--- start PROVIDED RECORDS ---

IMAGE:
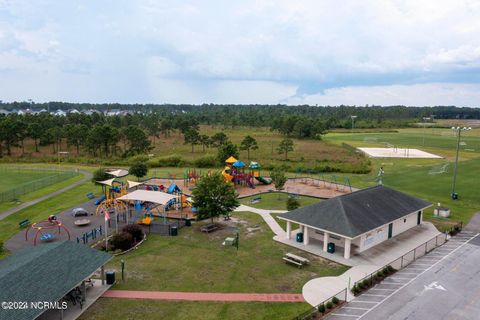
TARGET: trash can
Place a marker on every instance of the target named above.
(331, 247)
(300, 237)
(110, 277)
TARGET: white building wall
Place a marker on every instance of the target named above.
(316, 234)
(404, 224)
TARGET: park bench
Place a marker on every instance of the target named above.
(296, 260)
(255, 200)
(24, 223)
(209, 228)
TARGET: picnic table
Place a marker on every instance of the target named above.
(209, 228)
(296, 260)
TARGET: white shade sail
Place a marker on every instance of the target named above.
(149, 196)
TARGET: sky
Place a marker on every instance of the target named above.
(383, 52)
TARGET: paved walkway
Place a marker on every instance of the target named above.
(86, 176)
(265, 214)
(204, 296)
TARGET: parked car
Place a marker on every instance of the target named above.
(79, 212)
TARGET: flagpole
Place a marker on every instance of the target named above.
(106, 232)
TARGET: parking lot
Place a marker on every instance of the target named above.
(415, 291)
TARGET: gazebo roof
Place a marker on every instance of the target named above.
(45, 273)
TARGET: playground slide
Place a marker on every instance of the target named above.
(227, 176)
(100, 200)
(264, 180)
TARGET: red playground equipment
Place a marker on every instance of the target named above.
(46, 229)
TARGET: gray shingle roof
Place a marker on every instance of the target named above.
(45, 273)
(358, 212)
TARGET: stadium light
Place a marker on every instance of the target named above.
(457, 131)
(353, 121)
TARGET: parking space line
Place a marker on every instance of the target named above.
(416, 277)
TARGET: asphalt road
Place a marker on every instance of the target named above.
(445, 284)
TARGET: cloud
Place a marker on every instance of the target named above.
(201, 50)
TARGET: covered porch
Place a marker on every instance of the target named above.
(379, 255)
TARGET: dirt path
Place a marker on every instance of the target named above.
(86, 176)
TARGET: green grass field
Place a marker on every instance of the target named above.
(413, 175)
(276, 201)
(107, 309)
(13, 177)
(195, 261)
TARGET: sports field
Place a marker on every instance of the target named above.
(15, 177)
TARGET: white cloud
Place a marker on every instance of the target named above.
(202, 50)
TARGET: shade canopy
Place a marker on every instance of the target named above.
(132, 184)
(254, 165)
(231, 160)
(238, 164)
(118, 172)
(108, 182)
(148, 196)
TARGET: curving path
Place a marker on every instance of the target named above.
(265, 214)
(86, 176)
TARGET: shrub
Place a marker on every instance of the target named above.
(292, 204)
(321, 308)
(135, 231)
(208, 161)
(366, 283)
(171, 161)
(122, 240)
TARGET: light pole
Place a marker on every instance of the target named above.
(457, 131)
(353, 122)
(424, 128)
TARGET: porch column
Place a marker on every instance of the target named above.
(289, 230)
(348, 244)
(326, 238)
(306, 239)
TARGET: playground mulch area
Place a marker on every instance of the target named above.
(301, 186)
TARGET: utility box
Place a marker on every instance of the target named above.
(110, 277)
(300, 237)
(331, 247)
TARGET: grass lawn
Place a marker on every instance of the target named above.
(41, 210)
(13, 178)
(276, 201)
(107, 309)
(195, 261)
(412, 175)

--- end PROVIDED RECORDS ---

EXERCISE DIRECTIONS:
Generate a word-for-word copy of the preceding records, excluding all pictures.

WRITTEN SOLUTION:
IMAGE:
TARGET: trash can
Place a marker on every instance of the target named above.
(331, 247)
(300, 237)
(110, 277)
TARGET: white building wall
Place a marker on every instance of the target named above.
(316, 234)
(404, 224)
TARGET: park bench
Place a marker on every instance of the target named above.
(296, 260)
(255, 200)
(24, 223)
(209, 228)
TARGET: picnic table
Place a marker on every instance of the target named above.
(209, 228)
(296, 260)
TARGET: white shade sail
Place a marker on every instance of the target named above.
(149, 196)
TARGET: sky
Place a marker on every instance of the target named above.
(383, 52)
TARGET: paved walkway
Place a marker on every instance of the target named above.
(86, 176)
(265, 214)
(204, 296)
TARGET: parked car
Place a marker on every instance of the target named above.
(79, 212)
TARGET: flagpole
Place a marker on every instance of the target named above.
(106, 232)
TARGET: parking lot
Place a marker on every instance of the target named above.
(415, 291)
TARGET: gazebo roof
Place a marker on every instance of the target named above.
(45, 273)
TARGET: playground slide
Place a marker on every instance of the target named above.
(227, 176)
(100, 200)
(264, 180)
TARGET: red playground equipment
Place a marker on every instance of the target named above.
(46, 229)
TARGET: gray shingle roof
Place a marker on every instance of the target named above.
(45, 273)
(358, 212)
TARGET: stadium light
Place a marker on every instance of the target named above.
(457, 131)
(353, 121)
TARGET: parking space line
Place a marker on every instance of the target named above.
(416, 277)
TARGET: asphalt road
Place a marker on every instance of the target named above.
(445, 284)
TARGET: cloud
Place a marker on every instance of the target named above.
(201, 50)
TARGET: covered porch
Place a marker on every instance of the target named above.
(379, 255)
TARGET: dirt path
Place a marker on every instance of the target named above.
(86, 176)
TARGET: green grass field
Place a marker on every instance of the target named above.
(413, 175)
(276, 201)
(107, 309)
(13, 177)
(195, 261)
TARGET: sports field
Place a marker on every instance of the target named above.
(15, 177)
TARGET: white cloud
Place a marker on every instance of the target named above.
(202, 50)
TARGET: shade canopy
Place a marker on every instance of the target named above.
(132, 184)
(254, 165)
(231, 160)
(238, 164)
(118, 172)
(108, 182)
(148, 196)
TARGET: curving path
Place a marker on every instance of the target named above.
(265, 214)
(86, 176)
TARGET: shrub
Place a marker on every instance of the target named above.
(292, 204)
(321, 308)
(135, 231)
(208, 161)
(366, 283)
(171, 161)
(122, 240)
TARGET: light pole
Place a marker on every instance of the target named above.
(457, 131)
(353, 122)
(424, 128)
TARGET: porch column
Place a marker on every instance of the target named above.
(289, 230)
(348, 244)
(326, 238)
(306, 239)
TARGET: playground mulch area
Place a marker on every instance of the target named above.
(301, 186)
TARGET: utility box
Place a marker on every instance of the target named above.
(110, 277)
(300, 237)
(331, 247)
TARGET: grass lawn
Place a marker on every instance of the target named above.
(41, 210)
(13, 178)
(276, 201)
(107, 309)
(195, 261)
(412, 175)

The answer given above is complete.